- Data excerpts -

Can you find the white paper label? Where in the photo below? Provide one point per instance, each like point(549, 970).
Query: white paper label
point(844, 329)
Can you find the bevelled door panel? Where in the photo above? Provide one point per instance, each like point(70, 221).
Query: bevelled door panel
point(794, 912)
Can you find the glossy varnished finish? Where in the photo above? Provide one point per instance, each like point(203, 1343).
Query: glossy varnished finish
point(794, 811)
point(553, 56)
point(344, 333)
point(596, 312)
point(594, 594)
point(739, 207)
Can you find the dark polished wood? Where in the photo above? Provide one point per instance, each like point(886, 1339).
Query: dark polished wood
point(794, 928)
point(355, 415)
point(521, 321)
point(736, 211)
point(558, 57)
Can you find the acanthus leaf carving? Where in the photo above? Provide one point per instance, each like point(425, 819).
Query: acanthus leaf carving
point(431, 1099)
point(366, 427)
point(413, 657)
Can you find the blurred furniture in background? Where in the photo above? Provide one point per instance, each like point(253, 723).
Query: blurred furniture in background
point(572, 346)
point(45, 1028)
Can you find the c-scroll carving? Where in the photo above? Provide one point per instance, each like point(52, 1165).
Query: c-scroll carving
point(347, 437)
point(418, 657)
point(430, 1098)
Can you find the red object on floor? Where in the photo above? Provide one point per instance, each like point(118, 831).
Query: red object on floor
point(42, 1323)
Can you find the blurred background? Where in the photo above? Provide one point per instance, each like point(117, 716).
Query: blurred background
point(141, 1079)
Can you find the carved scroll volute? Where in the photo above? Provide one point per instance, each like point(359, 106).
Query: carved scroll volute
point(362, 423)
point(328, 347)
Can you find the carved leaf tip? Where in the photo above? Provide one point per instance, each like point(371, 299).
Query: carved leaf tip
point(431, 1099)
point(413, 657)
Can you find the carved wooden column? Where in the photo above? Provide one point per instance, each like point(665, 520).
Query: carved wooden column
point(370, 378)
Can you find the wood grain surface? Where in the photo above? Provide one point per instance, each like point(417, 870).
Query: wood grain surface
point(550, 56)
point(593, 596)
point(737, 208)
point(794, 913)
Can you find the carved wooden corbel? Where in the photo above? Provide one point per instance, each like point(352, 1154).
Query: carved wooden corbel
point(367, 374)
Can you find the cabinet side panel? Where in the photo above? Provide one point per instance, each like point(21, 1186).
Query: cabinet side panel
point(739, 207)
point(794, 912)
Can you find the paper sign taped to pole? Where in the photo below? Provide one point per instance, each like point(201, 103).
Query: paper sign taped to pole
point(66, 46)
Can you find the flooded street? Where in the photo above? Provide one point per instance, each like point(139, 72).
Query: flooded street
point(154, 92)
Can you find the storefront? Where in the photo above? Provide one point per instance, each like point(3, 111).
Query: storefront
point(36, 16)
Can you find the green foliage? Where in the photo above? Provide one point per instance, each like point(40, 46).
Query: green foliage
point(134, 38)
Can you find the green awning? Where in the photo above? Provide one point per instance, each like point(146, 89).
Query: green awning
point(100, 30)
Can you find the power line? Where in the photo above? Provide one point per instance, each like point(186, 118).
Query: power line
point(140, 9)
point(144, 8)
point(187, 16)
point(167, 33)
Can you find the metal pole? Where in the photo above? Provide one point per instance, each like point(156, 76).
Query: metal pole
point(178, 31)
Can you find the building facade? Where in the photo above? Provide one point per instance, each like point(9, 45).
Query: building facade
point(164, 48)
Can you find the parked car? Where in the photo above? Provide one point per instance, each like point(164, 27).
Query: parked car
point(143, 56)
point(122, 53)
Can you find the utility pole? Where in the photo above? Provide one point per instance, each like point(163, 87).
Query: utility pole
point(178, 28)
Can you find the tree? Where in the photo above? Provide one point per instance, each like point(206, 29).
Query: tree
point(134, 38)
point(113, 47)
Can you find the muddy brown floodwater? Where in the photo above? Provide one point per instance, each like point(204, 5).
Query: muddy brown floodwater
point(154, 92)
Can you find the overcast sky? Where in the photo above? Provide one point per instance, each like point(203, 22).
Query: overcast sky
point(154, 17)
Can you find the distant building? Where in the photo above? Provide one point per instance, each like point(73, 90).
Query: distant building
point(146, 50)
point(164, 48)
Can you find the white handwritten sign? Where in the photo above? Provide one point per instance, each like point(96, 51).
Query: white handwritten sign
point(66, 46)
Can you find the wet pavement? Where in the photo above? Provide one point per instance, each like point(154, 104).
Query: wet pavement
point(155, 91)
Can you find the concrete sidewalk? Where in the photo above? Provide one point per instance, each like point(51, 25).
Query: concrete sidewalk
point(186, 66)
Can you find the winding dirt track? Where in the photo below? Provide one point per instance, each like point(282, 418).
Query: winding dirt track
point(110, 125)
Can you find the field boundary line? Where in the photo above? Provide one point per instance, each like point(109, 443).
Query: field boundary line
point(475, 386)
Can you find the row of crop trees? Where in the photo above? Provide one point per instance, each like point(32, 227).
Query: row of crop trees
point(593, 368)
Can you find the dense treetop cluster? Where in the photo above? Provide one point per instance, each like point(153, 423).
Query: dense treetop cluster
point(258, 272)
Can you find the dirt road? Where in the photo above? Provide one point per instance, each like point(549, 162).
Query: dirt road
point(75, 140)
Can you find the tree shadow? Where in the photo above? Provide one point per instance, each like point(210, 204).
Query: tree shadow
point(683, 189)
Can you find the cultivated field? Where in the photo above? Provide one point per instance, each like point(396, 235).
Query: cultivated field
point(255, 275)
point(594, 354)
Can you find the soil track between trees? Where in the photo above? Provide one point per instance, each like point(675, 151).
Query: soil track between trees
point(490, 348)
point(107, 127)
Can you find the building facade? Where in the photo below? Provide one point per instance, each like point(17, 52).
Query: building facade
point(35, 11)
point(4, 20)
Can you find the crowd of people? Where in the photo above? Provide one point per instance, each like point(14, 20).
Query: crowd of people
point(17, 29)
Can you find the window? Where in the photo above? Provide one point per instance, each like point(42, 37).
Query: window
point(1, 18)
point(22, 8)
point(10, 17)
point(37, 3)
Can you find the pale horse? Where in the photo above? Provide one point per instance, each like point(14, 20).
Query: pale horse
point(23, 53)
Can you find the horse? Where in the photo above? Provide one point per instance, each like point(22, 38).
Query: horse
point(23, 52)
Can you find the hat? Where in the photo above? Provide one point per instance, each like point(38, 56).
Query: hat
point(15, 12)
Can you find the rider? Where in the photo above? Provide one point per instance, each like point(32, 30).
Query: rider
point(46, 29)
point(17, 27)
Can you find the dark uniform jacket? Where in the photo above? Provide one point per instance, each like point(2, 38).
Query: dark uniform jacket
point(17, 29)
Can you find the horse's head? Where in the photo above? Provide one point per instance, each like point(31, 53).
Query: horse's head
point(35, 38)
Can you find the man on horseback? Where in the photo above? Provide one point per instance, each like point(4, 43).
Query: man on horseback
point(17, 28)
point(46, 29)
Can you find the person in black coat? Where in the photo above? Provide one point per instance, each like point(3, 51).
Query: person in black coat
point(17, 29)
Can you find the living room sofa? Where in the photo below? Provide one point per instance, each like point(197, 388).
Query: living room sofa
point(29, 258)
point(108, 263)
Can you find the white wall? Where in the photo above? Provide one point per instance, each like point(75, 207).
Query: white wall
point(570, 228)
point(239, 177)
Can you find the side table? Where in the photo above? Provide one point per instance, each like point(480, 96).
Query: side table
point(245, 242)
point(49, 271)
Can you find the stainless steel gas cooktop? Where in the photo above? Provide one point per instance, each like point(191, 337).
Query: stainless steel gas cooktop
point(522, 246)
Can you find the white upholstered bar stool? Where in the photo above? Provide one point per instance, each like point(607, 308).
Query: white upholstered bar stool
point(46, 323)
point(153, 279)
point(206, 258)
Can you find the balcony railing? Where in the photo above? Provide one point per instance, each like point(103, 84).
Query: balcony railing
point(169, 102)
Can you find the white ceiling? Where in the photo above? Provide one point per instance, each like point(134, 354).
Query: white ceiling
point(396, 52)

- How to complete this task -
For each line in the entries that contains the string "below", make a copy.

- Solved problem -
Can you find the white paper label? Where in the photo below? Provide one point per instance, each like point(549, 970).
Can you find the paper sign taped to pole? Where in the photo below? Provide one point per instance, each like point(201, 103).
Can you find the winding dirt track? Where in the photo below? Provide one point per instance, each like point(282, 418).
Can you find the building facade? Where in the photo below? Provide one point per instance, each like point(17, 52).
Can you find the living room sofa? Where in the photo below? Provide one point per instance, each like point(197, 388).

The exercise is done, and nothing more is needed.